[Location identification entries]
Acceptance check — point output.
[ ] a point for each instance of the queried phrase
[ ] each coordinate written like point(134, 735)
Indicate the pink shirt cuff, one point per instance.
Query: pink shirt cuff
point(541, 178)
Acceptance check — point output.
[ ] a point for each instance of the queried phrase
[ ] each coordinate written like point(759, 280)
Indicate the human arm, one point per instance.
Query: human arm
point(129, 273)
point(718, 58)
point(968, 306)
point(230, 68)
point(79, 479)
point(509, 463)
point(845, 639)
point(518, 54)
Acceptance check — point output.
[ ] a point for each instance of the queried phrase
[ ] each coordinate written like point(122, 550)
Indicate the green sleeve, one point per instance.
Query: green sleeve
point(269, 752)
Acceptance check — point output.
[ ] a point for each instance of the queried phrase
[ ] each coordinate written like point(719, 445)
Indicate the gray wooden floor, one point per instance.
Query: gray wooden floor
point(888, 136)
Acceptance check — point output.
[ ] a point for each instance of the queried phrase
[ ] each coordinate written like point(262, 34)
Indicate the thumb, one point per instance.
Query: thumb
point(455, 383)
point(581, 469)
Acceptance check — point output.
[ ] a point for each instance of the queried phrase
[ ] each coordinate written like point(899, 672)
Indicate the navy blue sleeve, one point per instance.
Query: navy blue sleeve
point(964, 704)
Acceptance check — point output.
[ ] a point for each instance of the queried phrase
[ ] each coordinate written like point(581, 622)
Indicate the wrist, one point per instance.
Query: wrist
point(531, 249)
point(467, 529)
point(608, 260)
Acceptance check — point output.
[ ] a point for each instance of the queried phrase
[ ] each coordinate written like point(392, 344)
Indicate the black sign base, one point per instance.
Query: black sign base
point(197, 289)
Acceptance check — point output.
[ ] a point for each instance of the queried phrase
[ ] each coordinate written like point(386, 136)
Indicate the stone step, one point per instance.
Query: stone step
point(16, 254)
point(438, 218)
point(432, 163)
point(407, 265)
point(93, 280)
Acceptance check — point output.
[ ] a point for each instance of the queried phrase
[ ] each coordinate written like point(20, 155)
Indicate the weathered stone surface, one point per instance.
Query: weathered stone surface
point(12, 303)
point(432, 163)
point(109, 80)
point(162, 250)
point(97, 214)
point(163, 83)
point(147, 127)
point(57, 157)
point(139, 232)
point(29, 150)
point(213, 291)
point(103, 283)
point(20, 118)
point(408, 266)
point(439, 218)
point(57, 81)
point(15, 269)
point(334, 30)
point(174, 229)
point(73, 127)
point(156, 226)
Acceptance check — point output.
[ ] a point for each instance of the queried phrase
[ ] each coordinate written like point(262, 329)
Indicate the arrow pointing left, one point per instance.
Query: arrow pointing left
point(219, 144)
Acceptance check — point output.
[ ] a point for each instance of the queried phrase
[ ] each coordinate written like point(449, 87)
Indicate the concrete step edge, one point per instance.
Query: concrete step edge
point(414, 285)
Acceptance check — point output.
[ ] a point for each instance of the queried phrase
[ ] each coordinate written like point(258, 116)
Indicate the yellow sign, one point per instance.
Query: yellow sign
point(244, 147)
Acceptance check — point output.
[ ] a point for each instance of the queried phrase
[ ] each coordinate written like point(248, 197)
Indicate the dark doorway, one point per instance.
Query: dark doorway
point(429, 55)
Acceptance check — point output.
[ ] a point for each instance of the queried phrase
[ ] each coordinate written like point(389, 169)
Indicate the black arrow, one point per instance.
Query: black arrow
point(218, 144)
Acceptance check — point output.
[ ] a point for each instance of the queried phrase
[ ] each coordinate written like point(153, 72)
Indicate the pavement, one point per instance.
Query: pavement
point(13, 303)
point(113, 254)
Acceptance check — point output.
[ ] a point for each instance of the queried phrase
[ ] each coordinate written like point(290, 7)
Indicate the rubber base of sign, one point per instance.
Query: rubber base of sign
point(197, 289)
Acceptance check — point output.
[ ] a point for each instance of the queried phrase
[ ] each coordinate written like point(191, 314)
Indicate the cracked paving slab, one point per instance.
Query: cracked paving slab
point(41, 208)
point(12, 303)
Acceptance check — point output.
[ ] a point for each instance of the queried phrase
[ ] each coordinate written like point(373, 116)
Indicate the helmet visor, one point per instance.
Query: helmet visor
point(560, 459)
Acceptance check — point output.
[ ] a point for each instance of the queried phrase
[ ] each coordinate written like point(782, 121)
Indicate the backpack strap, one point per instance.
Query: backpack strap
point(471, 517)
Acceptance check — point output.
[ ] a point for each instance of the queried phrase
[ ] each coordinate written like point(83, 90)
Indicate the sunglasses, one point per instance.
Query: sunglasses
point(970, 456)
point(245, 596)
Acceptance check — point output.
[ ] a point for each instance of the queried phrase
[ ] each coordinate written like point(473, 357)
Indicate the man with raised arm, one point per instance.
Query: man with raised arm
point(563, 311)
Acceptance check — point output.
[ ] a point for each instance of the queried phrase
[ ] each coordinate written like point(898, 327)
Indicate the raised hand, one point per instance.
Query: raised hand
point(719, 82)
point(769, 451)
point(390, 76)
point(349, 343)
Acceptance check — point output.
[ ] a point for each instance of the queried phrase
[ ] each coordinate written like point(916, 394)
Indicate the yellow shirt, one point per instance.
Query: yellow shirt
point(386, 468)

▶ [THE REQUEST] Output the full listing exactly as it stands.

▶ [THE REPLY]
Acceptance check — point output.
[ ] a point for each instance of the queried phrase
[ ] each coordinate written like point(134, 735)
Indicate the pink shirt cuff, one point per instance.
Query: pink shirt cuff
point(541, 178)
Acceptance check — point output.
[ ] a point for each instance of the queried phrase
[ ] each coordinate written like point(759, 280)
Indicate the human arm, one point per instance.
Query: human arm
point(129, 273)
point(718, 58)
point(968, 306)
point(230, 68)
point(79, 479)
point(509, 463)
point(845, 639)
point(518, 54)
Acceptance check — point output.
[ ] a point for each instance of the queried phrase
[ ] each coordinate written like point(122, 550)
Indicate the green sleeve, one point per instance.
Query: green sleeve
point(269, 752)
Acceptance check — point output.
[ ] a point for each instance of the queried phrase
[ ] each coordinate written like point(719, 445)
Indicate the gray wooden floor, one point per instance.
Query: gray wooden floor
point(888, 136)
Acceptance check — point output.
[ ] a point for each instance of the queried phrase
[ ] each coordinate written like point(262, 34)
Indicate the thumb, one point per instance.
Query: thumb
point(455, 383)
point(581, 469)
Acceptance check — point output.
[ ] a point for each instance of the queried phrase
[ ] each coordinate written like point(899, 672)
Indicate the navy blue sleeve, one point per instance.
Query: navy blue sleeve
point(964, 704)
Acceptance check — point output.
[ ] a point for each instance of the queried phrase
[ ] each coordinate written like point(581, 622)
Indicate the wrist, one point per instance.
Query: wrist
point(531, 249)
point(467, 529)
point(608, 260)
Acceptance check — point output.
[ ] a point for each instance of the queried phrase
[ ] each coordinate written like point(392, 344)
Indicate the black sign base, one point per instance.
Query: black sign base
point(197, 289)
Acceptance check — point output.
[ ] a point for each instance of the queried phrase
[ ] each coordinate written like point(386, 136)
Indicate the stone step, one point per instance.
Query: stone step
point(16, 254)
point(438, 218)
point(432, 163)
point(407, 265)
point(93, 280)
Acceptance check — point output.
[ ] a point for each instance of the queried phrase
[ ] each coordinate written like point(20, 155)
Indicate the weathered stone surface, one point per instance.
Query: weathered stone surface
point(12, 303)
point(432, 163)
point(109, 80)
point(162, 250)
point(97, 214)
point(163, 83)
point(147, 127)
point(57, 157)
point(139, 232)
point(29, 150)
point(213, 291)
point(103, 283)
point(20, 118)
point(408, 266)
point(439, 218)
point(57, 81)
point(15, 269)
point(334, 30)
point(174, 229)
point(73, 127)
point(156, 226)
Acceptance check — point output.
[ ] a point for each instance of the queried phrase
[ ] each coordinate written like point(262, 329)
Indicate the arrow pointing left, one point per instance.
Query: arrow pointing left
point(219, 144)
Acceptance check — point output.
[ ] a point for each instance of the queried phrase
[ ] each coordinate written like point(449, 87)
Indicate the concrete step edge, one point per instance.
Query: concrete step edge
point(414, 285)
Acceptance check — point output.
[ ] a point for each instance of the queried phrase
[ ] each coordinate written like point(258, 116)
Indicate the yellow sign, one point per instance.
Query: yellow sign
point(244, 147)
Acceptance check — point output.
[ ] a point for each instance of the queried phrase
[ ] each coordinate written like point(248, 197)
Indicate the dark doorway, one point per instance.
Query: dark doorway
point(429, 55)
Acceptance check — point output.
[ ] a point for each instance of the queried phrase
[ ] each coordinate written like point(389, 169)
Indicate the black arrow, one point per instance.
Query: black arrow
point(218, 144)
Acceptance check — point output.
[ ] a point for each instance of the queried phrase
[ ] each coordinate written like point(153, 72)
Indicate the pavement, one point per instance.
Query: pavement
point(13, 303)
point(113, 254)
Acceptance check — point output.
[ ] a point for each instance of the queried phrase
[ ] each coordinate written like point(290, 7)
Indicate the rubber base of sign, one point per instance.
Query: rubber base of sign
point(197, 289)
Acceptance check — point output.
[ ] a point for each instance of the queried phrase
[ ] each coordinate written like point(191, 314)
Indicate the cracked paving slab, one point per instance.
Query: cracked paving slab
point(41, 208)
point(12, 303)
Acceptance check — point output.
[ ] a point for each instance of the queried phrase
[ ] each coordinate written like point(373, 116)
Indicate the helmet visor, one point per instance.
Query: helmet visor
point(560, 459)
Acceptance check — point output.
[ ] a point for each instance of the queried phrase
[ ] each coordinate written like point(782, 121)
Indicate the backpack strap, one point per instance.
Query: backpack strap
point(471, 517)
Acceptance check — point output.
[ ] a point for each instance of the queried phrase
[ ] each coordinate written like point(83, 90)
Indicate the sunglasses, one point per instance.
Query: sunglasses
point(970, 456)
point(245, 596)
Acceptance check — point output.
[ ] a point for each instance of the queried phrase
[ ] each coordinate written like point(473, 357)
Indicate the man with raised arm, one point per instance.
Query: man with raised arm
point(563, 311)
Acceptance check — point output.
[ ] a point for each instance of the queried phrase
[ ] each coordinate written like point(898, 327)
Indicate the raised hand, one point per instance.
Query: raised hand
point(719, 82)
point(769, 451)
point(390, 76)
point(349, 343)
Acceptance check — point output.
[ ] a point for each instance of the queried phrase
[ ] each coordinate written like point(916, 394)
Indicate the yellow shirt, one point per instance.
Query: yellow shirt
point(386, 468)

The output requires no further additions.